** START OF DOCUMENT SEGMENT **

|
USENIX Technical Program - Abstract - USENIX 99
Lightweight Structured Text Processing
Robert C. Miller and Brad A. Myers, Carnegie Mellon University
Abstract
Text is a popular storage and distribution format for information,
partly due to generic text-processing tools like Unix grep
and sort. Unfortunately, existing generic tools make
assumptions about text format (e.g., each line is a record) that limit
their applicability. Custom-built tools are one alternative, but they
require substantial time investment and programming expertise. We
describe a new approach, lightweight structured text processing,
which overcomes these difficulties by enabling users to define text
structure interactively and manipulate the structure with generic
tools. Our prototype system, LAPIS, is a web browser that can
highlight, filter, and sort text regions described by the user. LAPIS
has several advantages over other systems: (1) the ability to define
custom structure with a simple, intuitive pattern language; (2)

** END OF DOCUMENT SEGMENT **
** START OF MATERIAL **

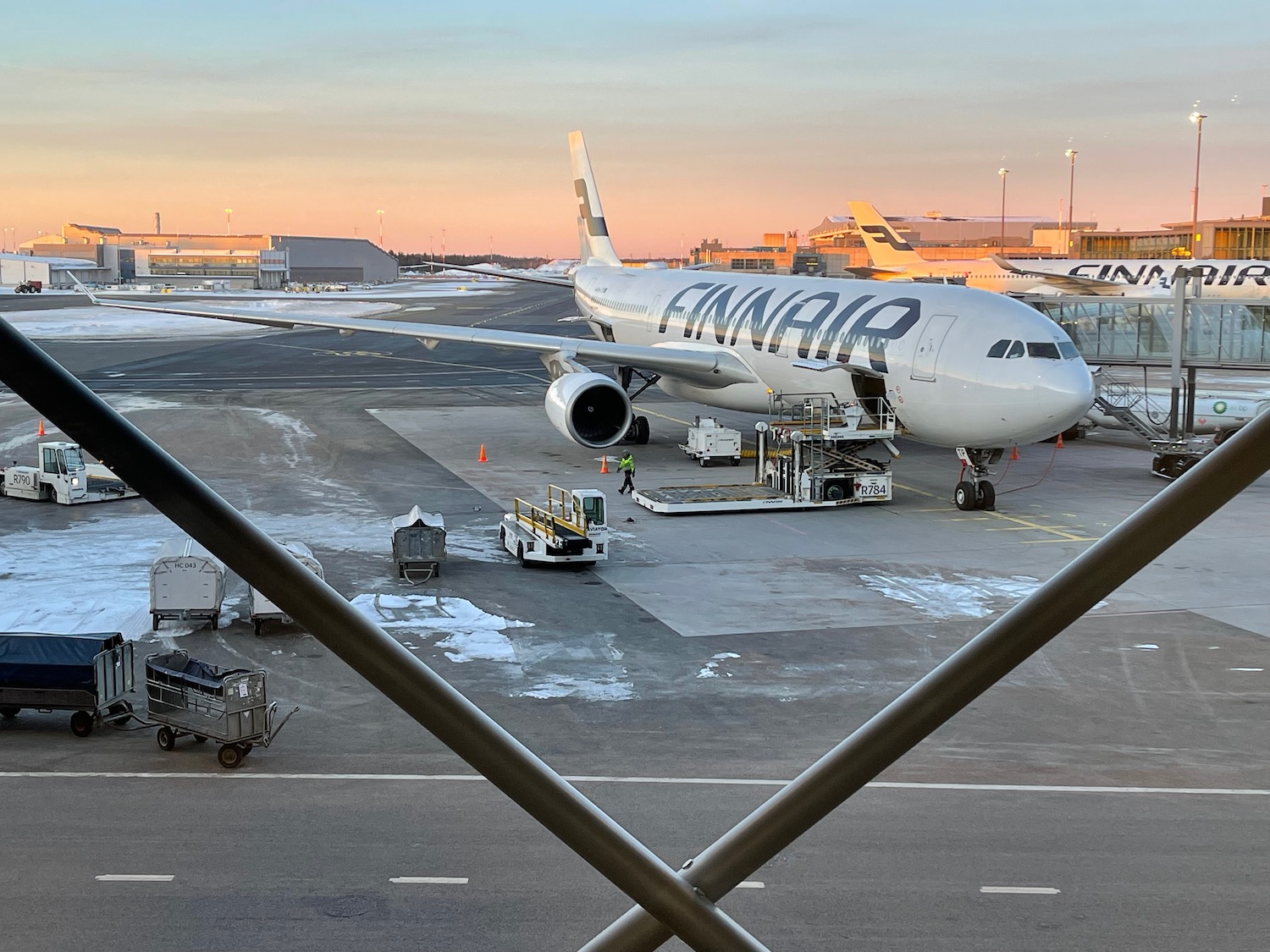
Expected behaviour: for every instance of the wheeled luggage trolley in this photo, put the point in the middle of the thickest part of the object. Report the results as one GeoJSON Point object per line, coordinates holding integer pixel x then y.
{"type": "Point", "coordinates": [86, 674]}
{"type": "Point", "coordinates": [226, 705]}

** END OF MATERIAL **

GIVEN INSTRUCTION 1 »
In the abstract on lightweight structured text processing, what is the name of the prototype system?
GIVEN INSTRUCTION 2 »
Extend the abstract on lightweight structured text processing, picking up right after its last words.

RESULT 1 »
LAPIS

RESULT 2 »
interactive specification, showing pattern matches in context and
letting users choose the most convenient combination of manual
selection and pattern matching; and (3) external parsers for
standard text formats. The pattern language in LAPIS, text
constraints, describes text structure in high-level terms, with
region relationships like before, after, in, and
contains. We describe an implementation of text constraints
using a novel, compact representation of region sets as collections of
rectangles, or region intervals. We also illustrate some
examples of applying LAPIS to web pages, text files, and source code.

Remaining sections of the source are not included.